▸ **EXTRAIT DE PAGE**:
Une autre raison peut, dans certains villages au moins, expliquer la fréquence de la diphtongue ao : il s'agit de la connotation sociale manifestement liée à cette prononciation dans certains villages de la région du haut plateau. Les localités de Saint-Genest (n° 13), Marlhes (n° 23 et Jonzieux (n° 19), Riotord (n° 33), au minimum, forment un continuum : à Saint-Genest, la diphtongue est rare ; à Marlhes et Jonzieux, sa fréquence augmente et, à Riotord, elle est assez fréquente. A Saint-Genest, la diphtongue ao est sentie comme un trait de prononciation "grossier", cagna, qui dénonce celui qui l'utilise comme un locuteur habitant le sud de la commune. A Marlhes et à Jonzieux, le parler de Saint-Genest passe, en partie en raison du faible nombre de formes diphtonguées, pour affecté, précieux - "fier" ou "snob" disent les témoins -. Mais il faut savoir en user avec modération : aux yeux des patoisants âgés de Marlhes et de Jonzieux, le patois de Riotord en abuse et cette façon de parler est à son tour considérée comme un trait cagna. J'ai relevé de multiples exemples de ce comportement. Ainsi par exemple, le parler d'un homme du village, "placé" durant son enfance à Riotord, passait pour peu agréable auprès de certains témoins de Marlhes. Ma propre prononciation du patois se rapproche de celle de Marlhes, village où j'ai effectué mes premières enquêtes. A Saint-Genest, certains témoins trouvaient dommage que, quitte à parler patois, je n'utilise pas plutôt celui de leur commune, plus "élégant".

▸ **EXERCICES À FAIRE**:
- a) D'après l'extrait de page, comment la diphtongue ao est-elle perçue à Saint-Genest ?
- b) Dites si chacune des affirmations suivantes concorde avec l'extrait de page, en citant les mots qui permettent de trancher : (i) à Riotord, la diphtongue ao est assez fréquente ; (ii) les premières enquêtes ont été effectuées à Saint-Genest ; (iii) à Marlhes et à Jonzieux, le parler de Saint-Genest passe pour affecté.

▸ **DONNÉES**:
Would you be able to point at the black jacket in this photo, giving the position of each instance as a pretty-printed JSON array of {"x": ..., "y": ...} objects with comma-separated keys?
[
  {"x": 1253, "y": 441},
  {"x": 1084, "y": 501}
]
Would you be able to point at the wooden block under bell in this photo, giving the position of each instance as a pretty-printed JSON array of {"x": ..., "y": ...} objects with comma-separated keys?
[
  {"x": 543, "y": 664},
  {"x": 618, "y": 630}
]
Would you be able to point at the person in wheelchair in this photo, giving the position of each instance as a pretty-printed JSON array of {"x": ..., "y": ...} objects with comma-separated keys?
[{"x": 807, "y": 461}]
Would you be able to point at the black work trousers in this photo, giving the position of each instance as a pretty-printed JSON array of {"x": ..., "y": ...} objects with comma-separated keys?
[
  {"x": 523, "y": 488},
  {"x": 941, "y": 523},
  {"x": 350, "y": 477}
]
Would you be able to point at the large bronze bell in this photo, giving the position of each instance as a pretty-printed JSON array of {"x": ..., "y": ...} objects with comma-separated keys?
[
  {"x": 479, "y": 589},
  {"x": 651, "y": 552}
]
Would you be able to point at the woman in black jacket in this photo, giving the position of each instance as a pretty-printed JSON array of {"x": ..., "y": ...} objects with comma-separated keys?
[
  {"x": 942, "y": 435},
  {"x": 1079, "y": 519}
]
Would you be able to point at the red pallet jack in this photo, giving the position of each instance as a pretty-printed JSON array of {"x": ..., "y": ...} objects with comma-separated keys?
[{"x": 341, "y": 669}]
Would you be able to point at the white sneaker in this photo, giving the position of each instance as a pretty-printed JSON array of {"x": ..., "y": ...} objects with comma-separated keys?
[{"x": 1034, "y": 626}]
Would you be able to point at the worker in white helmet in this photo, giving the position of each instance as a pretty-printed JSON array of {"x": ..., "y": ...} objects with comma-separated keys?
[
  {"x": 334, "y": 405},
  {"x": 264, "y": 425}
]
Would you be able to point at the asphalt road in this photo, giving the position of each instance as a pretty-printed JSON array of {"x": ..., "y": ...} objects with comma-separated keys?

▸ **RÉPONSES ATTENDUES**:
- a) Comme un trait de prononciation « grossier », cagna, qui dénonce celui qui l'utilise comme un locuteur habitant le sud de la commune.

- b)
(i) Oui : « à Riotord, elle est assez fréquente ».
(ii) Non : « Marlhes, village où j'ai effectué mes premières enquêtes ».
(iii) Oui : « A Marlhes et à Jonzieux, le parler de Saint-Genest passe, en partie en raison du faible nombre de formes diphtonguées, pour affecté, précieux ».